Show each line in the records below that contains the string "green".

Excerpts from a location annotation dataset
★ ★ ★ ★ ★
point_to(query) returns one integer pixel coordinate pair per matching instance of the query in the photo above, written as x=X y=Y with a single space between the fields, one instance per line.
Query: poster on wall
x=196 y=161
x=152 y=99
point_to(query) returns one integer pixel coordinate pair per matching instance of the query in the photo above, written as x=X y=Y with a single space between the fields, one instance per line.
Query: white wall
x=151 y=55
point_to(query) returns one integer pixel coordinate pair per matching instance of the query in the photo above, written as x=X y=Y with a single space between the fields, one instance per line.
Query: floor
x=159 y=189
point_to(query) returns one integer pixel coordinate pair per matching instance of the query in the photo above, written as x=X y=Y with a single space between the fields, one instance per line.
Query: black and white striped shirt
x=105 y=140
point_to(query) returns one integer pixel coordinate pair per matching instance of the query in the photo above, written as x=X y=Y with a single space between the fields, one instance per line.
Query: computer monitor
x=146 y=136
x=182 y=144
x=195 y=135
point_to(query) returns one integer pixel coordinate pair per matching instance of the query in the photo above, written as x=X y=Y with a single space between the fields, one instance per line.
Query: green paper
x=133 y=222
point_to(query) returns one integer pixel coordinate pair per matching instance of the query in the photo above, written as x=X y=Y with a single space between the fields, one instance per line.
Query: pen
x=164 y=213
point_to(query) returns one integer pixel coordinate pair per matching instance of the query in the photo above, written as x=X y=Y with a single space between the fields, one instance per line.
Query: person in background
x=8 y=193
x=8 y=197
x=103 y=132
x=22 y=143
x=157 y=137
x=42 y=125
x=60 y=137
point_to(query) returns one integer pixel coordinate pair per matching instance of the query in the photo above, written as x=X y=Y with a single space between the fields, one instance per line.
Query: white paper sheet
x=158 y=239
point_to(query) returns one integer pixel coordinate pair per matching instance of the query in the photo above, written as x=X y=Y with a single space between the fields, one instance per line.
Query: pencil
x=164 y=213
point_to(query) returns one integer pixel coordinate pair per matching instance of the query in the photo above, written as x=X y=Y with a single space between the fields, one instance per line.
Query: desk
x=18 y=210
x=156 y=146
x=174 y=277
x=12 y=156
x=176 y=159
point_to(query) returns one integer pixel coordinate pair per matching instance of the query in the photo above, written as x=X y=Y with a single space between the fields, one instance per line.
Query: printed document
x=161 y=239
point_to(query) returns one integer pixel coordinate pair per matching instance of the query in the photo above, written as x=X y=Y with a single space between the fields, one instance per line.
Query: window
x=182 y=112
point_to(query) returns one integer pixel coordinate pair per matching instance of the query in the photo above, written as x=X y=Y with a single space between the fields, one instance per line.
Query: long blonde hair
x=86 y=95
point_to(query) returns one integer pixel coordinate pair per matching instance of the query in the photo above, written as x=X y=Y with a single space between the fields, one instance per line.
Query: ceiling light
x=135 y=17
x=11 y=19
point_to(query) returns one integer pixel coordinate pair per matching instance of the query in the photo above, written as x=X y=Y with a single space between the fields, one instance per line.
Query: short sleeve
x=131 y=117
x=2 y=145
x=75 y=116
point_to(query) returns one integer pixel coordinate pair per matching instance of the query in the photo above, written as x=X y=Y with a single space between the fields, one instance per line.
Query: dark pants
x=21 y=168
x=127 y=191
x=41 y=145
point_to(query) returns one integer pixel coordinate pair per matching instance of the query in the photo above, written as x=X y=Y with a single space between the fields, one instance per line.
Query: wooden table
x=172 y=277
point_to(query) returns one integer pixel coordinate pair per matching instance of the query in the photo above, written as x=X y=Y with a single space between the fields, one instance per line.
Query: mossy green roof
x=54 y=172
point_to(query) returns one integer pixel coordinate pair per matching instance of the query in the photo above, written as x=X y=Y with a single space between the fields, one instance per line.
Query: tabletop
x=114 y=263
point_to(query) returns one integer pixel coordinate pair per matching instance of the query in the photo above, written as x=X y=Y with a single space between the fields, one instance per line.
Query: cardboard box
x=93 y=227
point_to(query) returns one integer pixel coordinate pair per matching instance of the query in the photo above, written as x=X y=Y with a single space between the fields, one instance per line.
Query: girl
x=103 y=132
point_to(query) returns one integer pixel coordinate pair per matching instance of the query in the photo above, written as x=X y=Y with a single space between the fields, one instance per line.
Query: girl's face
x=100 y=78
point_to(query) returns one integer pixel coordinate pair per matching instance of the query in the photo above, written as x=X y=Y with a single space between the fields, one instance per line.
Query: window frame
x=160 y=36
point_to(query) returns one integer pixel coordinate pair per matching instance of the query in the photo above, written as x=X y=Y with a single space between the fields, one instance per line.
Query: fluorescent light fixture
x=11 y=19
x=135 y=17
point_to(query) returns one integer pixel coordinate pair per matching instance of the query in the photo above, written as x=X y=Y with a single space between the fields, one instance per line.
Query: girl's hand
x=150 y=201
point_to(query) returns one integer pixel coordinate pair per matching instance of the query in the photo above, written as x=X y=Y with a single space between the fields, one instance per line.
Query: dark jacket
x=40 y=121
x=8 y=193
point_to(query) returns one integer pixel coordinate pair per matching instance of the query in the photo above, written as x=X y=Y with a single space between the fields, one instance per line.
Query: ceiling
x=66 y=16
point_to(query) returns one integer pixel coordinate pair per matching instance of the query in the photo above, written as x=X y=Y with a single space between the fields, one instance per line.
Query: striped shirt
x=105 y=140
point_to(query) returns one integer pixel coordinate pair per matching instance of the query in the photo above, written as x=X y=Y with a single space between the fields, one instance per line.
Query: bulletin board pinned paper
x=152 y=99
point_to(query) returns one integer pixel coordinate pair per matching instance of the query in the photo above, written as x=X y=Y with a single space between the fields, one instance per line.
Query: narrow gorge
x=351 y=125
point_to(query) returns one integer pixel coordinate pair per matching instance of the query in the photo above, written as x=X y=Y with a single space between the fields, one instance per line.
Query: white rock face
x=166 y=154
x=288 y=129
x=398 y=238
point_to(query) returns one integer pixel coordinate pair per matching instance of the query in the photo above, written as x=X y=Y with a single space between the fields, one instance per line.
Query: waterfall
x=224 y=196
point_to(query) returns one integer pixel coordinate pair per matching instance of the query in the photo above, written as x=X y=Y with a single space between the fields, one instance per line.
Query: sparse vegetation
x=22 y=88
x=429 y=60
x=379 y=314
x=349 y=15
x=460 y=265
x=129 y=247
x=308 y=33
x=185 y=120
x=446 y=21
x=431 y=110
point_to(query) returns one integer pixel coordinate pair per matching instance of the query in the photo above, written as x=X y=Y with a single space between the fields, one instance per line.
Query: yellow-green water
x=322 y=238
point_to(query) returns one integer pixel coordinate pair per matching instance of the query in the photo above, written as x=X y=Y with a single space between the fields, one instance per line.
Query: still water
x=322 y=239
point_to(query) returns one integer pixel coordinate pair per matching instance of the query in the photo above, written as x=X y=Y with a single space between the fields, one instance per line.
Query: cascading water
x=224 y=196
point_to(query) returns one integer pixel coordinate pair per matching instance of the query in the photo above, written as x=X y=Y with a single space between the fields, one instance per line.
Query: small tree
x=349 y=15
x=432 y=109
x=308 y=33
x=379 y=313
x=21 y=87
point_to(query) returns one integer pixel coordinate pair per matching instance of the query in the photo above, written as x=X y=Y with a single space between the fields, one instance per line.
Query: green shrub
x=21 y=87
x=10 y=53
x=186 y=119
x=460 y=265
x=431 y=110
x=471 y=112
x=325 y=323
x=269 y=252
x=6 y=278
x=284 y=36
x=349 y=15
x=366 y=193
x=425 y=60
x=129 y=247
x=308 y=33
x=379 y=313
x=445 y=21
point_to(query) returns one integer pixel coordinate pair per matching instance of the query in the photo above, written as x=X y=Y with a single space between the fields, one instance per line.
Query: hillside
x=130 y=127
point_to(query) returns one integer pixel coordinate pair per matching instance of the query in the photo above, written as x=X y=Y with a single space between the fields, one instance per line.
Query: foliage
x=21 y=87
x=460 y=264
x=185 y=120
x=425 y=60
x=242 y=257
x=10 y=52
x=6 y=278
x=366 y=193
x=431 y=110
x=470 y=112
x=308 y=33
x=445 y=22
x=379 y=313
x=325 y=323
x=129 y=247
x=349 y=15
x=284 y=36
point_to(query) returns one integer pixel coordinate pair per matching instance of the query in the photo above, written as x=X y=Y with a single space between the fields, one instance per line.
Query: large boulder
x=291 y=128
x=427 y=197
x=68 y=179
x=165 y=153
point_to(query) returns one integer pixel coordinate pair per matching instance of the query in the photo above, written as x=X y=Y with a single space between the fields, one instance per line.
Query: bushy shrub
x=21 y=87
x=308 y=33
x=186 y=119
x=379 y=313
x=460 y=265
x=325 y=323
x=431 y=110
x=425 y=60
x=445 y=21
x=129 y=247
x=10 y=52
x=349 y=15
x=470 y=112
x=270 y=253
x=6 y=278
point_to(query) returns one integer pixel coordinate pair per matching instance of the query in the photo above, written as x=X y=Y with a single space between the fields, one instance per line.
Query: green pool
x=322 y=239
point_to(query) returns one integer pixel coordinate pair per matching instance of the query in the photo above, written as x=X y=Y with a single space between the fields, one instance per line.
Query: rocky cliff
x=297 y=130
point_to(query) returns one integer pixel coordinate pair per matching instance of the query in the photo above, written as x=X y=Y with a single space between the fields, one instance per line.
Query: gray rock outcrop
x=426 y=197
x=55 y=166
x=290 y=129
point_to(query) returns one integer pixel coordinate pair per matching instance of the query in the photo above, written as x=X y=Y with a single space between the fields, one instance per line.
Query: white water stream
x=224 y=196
★ ★ ★ ★ ★
● **RESULT OF THIS EXERCISE**:
Query: green paper
Query: mossy green roof
Query: yellow-green water
Query: green shrub
Query: green pool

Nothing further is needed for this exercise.